高松大学に赴任してはやくも二年が経過した。月日の経つのがはやく感じられるのはそれだけ私が年を取った証拠でもある。この二年で三年生から引き受けたゼミナールの学生をこの三月に社会に送り出した。中国から学びに来ていた大学院生もなんとか修士論文を書かせ、無事に修了させた。二年間という短い付き合いであったが、私にとってはとても良い学生たちで、彼らには感謝している。社会に出ても元気で活躍してほしいが、たまには連絡をしてほしい。私は大学の教員としてはとても恵まれており、ゼミナールの学生には苦労させられたこともあるが、教えてもらったことも数多くある。30年以上に渡って卒業生を送り出しているが、この間私自身を成長させてくれたのも学生たちであった。
さて、この二年で私が教育以外に研究面で何をしたかと問われると、日々の仕事に忙殺されて正直人に堂々と言えるほどのことはしていない。ただ、経営とは分野が異なるが、高松大学に赴任後現在も樋口一葉について研究している。纏まった形での成果はまだ出していないが、彼女が一時期荒物屋を経営していたと知って、昨年執筆した教科書のコラム欄でそのことについて紹介した。彼女を取り上げた理由は、かつて大学院に在籍していた頃に生活費と学費を稼ぐ手段として学習塾で教えていた場所が現在の一葉記念館と近かったことや私が大学時代に教養教育を受けたキャンパスの隣に樋口家代々の墓地があることなどを偶然知って一葉に興味を持ったことである。特に一葉が東京都台東区竜泉の同記念館の近くで荒物屋を営んでいたことは私が彼女の生涯を調べる直接的なきっかけとなった。

▸ やること:
1/ この文章の「高松大学に赴任してはやくも二」から「る直接的なきっかけとなった。」までを、一字も変えずにすべて書き出してください。
2/ この文章に名前で出てくる場所や施設を、すべて挙げてください。
資料は使わなくても大丈夫です。

▸ 表示された資料:
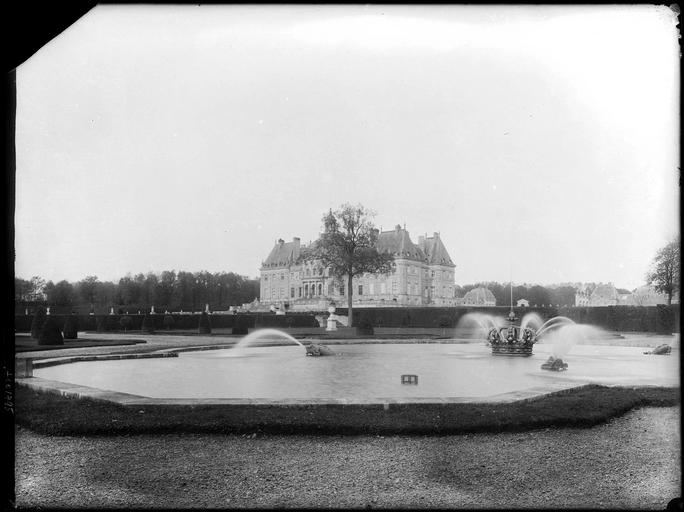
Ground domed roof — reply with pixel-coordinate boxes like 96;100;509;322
463;286;496;304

▸ 課題の答え:
1/
高松大学に赴任してはやくも二年が経過した。月日の経つのがはやく感じられるのはそれだけ私が年を取った証拠でもある。この二年で三年生から引き受けたゼミナールの学生をこの三月に社会に送り出した。中国から学びに来ていた大学院生もなんとか修士論文を書かせ、無事に修了させた。二年間という短い付き合いであったが、私にとってはとても良い学生たちで、彼らには感謝している。社会に出ても元気で活躍してほしいが、たまには連絡をしてほしい。私は大学の教員としてはとても恵まれており、ゼミナールの学生には苦労させられたこともあるが、教えてもらったことも数多くある。30年以上に渡って卒業生を送り出しているが、この間私自身を成長させてくれたのも学生たちであった。
さて、この二年で私が教育以外に研究面で何をしたかと問われると、日々の仕事に忙殺されて正直人に堂々と言えるほどのことはしていない。ただ、経営とは分野が異なるが、高松大学に赴任後現在も樋口一葉について研究している。纏まった形での成果はまだ出していないが、彼女が一時期荒物屋を経営していたと知って、昨年執筆した教科書のコラム欄でそのことについて紹介した。彼女を取り上げた理由は、かつて大学院に在籍していた頃に生活費と学費を稼ぐ手段として学習塾で教えていた場所が現在の一葉記念館と近かったことや私が大学時代に教養教育を受けたキャンパスの隣に樋口家代々の墓地があることなどを偶然知って一葉に興味を持ったことである。特に一葉が東京都台東区竜泉の同記念館の近くで荒物屋を営んでいたことは私が彼女の生涯を調べる直接的なきっかけとなった。

2/
高松大学
中国
一葉記念館
東京都台東区竜泉